■ **Directions for this task**: Rewrite the stretch of lines from the one containing "Go through the image above and determine if the tree line" through the one containing "[149,23,173,44]", both ends included, and return only those lines, requests and all. Multiply each bounding-box coordinate in the answers by 2.5 and round to whole numbers, with halves rounding up.
________________________
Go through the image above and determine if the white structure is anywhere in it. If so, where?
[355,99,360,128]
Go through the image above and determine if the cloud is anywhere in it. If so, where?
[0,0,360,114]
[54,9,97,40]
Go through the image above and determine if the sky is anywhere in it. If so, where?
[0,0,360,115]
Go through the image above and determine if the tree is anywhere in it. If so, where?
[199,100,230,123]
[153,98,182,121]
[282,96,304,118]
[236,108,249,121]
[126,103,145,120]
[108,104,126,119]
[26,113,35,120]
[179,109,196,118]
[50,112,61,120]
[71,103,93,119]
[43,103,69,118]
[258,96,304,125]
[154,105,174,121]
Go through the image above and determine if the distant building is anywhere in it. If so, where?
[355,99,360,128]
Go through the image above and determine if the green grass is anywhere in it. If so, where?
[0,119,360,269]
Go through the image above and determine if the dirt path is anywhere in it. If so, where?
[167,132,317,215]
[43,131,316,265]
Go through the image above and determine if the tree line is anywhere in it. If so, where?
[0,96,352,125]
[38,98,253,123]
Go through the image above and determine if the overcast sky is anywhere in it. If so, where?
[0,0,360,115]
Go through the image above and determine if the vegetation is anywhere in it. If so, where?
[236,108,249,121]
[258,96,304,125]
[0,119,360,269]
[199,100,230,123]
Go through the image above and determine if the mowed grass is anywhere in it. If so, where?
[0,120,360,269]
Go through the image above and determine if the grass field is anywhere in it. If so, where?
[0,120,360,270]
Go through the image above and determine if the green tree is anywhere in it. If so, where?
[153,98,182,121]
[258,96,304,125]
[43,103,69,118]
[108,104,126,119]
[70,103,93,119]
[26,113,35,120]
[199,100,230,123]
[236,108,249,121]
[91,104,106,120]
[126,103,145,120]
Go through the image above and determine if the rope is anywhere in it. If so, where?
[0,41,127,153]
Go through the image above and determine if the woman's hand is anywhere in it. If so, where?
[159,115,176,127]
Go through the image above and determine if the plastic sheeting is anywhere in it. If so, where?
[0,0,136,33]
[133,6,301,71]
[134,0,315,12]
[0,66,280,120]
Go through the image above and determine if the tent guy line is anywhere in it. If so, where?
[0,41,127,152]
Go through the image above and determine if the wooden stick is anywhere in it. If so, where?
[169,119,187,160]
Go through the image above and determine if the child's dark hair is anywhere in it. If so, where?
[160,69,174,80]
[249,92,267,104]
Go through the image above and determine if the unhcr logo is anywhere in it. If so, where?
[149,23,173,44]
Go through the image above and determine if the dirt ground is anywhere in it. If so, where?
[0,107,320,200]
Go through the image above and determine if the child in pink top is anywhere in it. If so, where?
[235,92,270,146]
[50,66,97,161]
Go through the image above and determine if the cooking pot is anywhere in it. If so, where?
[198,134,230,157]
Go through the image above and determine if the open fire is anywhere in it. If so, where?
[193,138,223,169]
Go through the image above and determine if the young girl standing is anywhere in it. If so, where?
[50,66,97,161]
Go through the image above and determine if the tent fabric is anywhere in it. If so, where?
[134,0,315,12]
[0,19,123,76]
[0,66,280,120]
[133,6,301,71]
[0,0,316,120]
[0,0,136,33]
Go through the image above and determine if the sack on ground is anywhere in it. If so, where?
________________________
■ **Written answer**:
Go through the image above and determine if the tree line is anywhere in it. If so, where?
[0,240,880,313]
[95,245,633,308]
Go through the image above and determine if the overcast sky is anywhere in it. If so, where?
[0,0,900,288]
Go through the image above and determine if the vegetation is anywhere in it. If so, where?
[590,270,623,303]
[645,240,760,313]
[0,298,900,673]
[498,250,575,308]
Go through the image above and determine if the mowed grass is anywhere in it. If so, where?
[0,300,900,673]
Go through the image above and determine if the grass field is anywhere in it. If so, where?
[0,300,900,675]
Go through the image above and determine if the green tree is anywhere in it. If so, where?
[383,245,455,303]
[645,240,760,313]
[108,258,173,295]
[270,260,315,298]
[175,258,233,298]
[65,283,88,300]
[498,250,575,308]
[590,270,623,303]
[228,260,265,300]
[315,258,363,300]
Go through the image above and determine if the rope is anywhere in it. If so, where?
[0,103,318,383]
Go through the image above and determine if the woman's hand is anywhere in it. If so, where?
[398,288,440,318]
Go through the image above and determine if the plastic sheeting is anywhere in it. If so, where?
[0,0,340,83]
[333,15,753,178]
[335,0,788,30]
[0,165,700,300]
Go through the image above and determine if the tent guy line is anywhere in it. If so, where?
[0,103,318,380]
Go through the image above and determine if the wooden stick is anywhere in it. If so, where?
[423,298,468,400]
Go through the image above and determine if the child's dark hair is anywhere in it. If so, where?
[400,173,435,200]
[623,230,668,260]
Go through the image above and determine if the unhcr logo is anywhere in it. If so, where?
[373,58,433,110]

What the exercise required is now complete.